* _Exercise description_
What is needed is an exact copy of every entry below.

* _Exercise material_

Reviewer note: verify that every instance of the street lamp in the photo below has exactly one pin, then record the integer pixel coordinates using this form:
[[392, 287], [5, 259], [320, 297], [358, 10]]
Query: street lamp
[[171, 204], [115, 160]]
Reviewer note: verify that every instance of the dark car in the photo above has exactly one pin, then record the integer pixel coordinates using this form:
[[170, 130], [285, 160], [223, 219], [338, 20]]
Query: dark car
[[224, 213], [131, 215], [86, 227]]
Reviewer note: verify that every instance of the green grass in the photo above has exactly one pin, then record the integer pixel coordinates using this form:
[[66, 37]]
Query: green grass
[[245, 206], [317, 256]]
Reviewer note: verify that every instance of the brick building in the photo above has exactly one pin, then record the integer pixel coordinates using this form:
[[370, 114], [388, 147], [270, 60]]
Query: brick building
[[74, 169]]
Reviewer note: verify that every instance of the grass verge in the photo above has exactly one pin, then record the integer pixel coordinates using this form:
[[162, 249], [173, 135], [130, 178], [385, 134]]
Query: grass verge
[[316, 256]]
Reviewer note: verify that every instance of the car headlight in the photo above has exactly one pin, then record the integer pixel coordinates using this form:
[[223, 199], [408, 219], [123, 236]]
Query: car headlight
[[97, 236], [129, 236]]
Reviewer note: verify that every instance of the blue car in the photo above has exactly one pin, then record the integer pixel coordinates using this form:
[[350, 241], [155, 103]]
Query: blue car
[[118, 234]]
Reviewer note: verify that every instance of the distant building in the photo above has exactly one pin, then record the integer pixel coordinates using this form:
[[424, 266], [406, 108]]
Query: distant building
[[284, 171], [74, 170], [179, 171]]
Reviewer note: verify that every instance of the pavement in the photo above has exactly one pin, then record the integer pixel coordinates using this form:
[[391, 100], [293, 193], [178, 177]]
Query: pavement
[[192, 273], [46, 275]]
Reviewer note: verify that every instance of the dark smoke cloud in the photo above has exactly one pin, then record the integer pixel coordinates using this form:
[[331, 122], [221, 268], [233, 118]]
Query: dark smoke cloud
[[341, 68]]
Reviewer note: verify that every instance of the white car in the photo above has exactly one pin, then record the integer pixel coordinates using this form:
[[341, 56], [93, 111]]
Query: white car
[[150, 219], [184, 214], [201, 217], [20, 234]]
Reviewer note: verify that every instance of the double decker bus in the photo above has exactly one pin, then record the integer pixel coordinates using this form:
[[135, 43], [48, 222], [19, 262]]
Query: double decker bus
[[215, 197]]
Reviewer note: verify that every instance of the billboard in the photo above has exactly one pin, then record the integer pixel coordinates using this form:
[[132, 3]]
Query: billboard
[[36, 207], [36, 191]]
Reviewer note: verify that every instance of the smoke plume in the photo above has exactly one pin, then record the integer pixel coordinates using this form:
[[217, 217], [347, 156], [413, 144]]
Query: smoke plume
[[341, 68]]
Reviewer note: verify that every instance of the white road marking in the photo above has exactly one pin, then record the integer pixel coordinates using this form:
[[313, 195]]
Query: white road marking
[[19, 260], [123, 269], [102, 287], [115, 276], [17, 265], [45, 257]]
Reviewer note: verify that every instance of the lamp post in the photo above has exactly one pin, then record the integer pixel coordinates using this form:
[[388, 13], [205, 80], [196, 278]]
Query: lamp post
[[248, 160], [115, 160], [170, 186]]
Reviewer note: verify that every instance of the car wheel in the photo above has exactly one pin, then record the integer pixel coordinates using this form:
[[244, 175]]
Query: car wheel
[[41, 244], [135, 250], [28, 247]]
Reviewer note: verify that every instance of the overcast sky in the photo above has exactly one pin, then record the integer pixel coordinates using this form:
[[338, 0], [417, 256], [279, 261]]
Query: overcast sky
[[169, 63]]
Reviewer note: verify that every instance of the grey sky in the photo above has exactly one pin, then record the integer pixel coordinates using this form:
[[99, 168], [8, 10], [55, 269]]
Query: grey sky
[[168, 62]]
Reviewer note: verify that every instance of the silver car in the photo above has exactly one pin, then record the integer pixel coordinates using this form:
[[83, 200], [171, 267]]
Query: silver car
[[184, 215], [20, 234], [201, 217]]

* _Task result_
Reviewer note: verify that every instance of the street lamp in the photo below has exactly one pin, then record the integer pixel coordinates using this form:
[[392, 287], [5, 259], [320, 297], [358, 10]]
Query: street lamp
[[171, 204], [115, 160]]
Reviewer note: verify that every instance of the dark car in the photo above has exactly one pin, then record the integer pixel coordinates using this form:
[[170, 130], [285, 160], [223, 219], [338, 20]]
Query: dark car
[[224, 213], [131, 215], [86, 227]]
Reviewer note: verify that every instance of the green grass in the photo above has exactly one pin, then record the integer pixel coordinates using this form:
[[66, 37]]
Query: green grass
[[245, 206], [317, 256]]
Reviewer note: verify that every instance of the brick building in the photo above has exactly one pin, then record the integer pixel coordinates using this form:
[[370, 114], [388, 147], [270, 60]]
Query: brick building
[[74, 169]]
Reviewer note: verify that every instance of the grass verge in the photo above has exactly one pin, then record the integer pixel coordinates using this form:
[[162, 249], [173, 135], [130, 178], [385, 134]]
Query: grass verge
[[316, 256]]
Reviewer note: verify that every instance of the car headlight in the photo above has exactly one pin, then record the integer pixel coordinates using this form:
[[223, 199], [408, 219], [123, 236]]
Query: car headlight
[[97, 236], [129, 236]]
Reviewer note: verify that every instance of the blue car in the photo above has exactly one pin, then record the integer pixel coordinates using this form:
[[350, 241], [155, 103]]
Query: blue car
[[118, 234]]
Reviewer note: verify that every instance of the distant building in the photo above has exactly one pin, then record the integer pixel coordinates using this form:
[[424, 266], [406, 108]]
Query: distant building
[[284, 171], [74, 170], [179, 171]]
Reviewer note: verify that every instance of the pavement in the photo above has exactly one pin, then record the integer pixel coordinates using this form:
[[391, 100], [293, 193], [178, 177]]
Query: pavement
[[192, 273], [46, 275]]
Reviewer note: verify that every instance of the dark smoke cloud in the photo above has exactly one pin, then record the integer pixel coordinates using this form:
[[331, 122], [221, 268], [233, 118]]
Query: dark smoke cloud
[[341, 68]]
Reviewer note: verify that every instance of the white car in the photo above has exactly one pin, then record the integer pixel coordinates using this form:
[[341, 56], [93, 111]]
Query: white car
[[150, 219], [184, 214], [201, 217], [20, 234]]
Reviewer note: verify that every instance of the double decker bus in the photo above has exactly one pin, then record the integer pixel coordinates using this form:
[[135, 43], [48, 222], [19, 262]]
Query: double decker bus
[[215, 197]]
Reviewer note: verify that every instance of the billboard in the photo above has exactly one pin, then record the integer pixel coordinates using this form:
[[132, 3]]
Query: billboard
[[36, 207], [36, 191]]
Reviewer note: verify that every instance of the smoke plume in the photo above has exactly one pin, then record the integer pixel coordinates using this form:
[[217, 217], [347, 156], [413, 144]]
Query: smoke plume
[[341, 68]]
Reviewer note: verify that every instance of the white road marking in the photo above has exactly one pin, then record the integer pixel coordinates using this form:
[[313, 195]]
Query: white road marking
[[19, 260], [123, 269], [102, 287], [115, 276], [17, 265], [45, 257]]
Reviewer note: verify that every instance of the lamp post in the photo above has exactly one pin, then record the integer pixel coordinates using this form:
[[388, 13], [205, 80], [196, 278]]
Query: lamp post
[[248, 160], [115, 160], [170, 186]]
Reviewer note: verify that every instance of the car wheel in the photo above has exactly one pin, then record the integer pixel coordinates using this form:
[[244, 175]]
Query: car wheel
[[41, 244], [135, 250], [28, 247]]
Reviewer note: verify that every instance of the overcast sky in the photo above has exactly one pin, then record the integer pixel coordinates using this form:
[[338, 0], [417, 256], [279, 261]]
Query: overcast sky
[[169, 63]]
Reviewer note: verify that every instance of the grey sky in the photo above has exactly one pin, then record the integer pixel coordinates using this form:
[[99, 168], [8, 10], [55, 269]]
Query: grey sky
[[168, 62]]
Reviewer note: verify that every instance of the silver car in the photo above has exactly one pin, then record the integer pixel coordinates using this form:
[[83, 200], [171, 267]]
Query: silver car
[[184, 215], [20, 234], [201, 217]]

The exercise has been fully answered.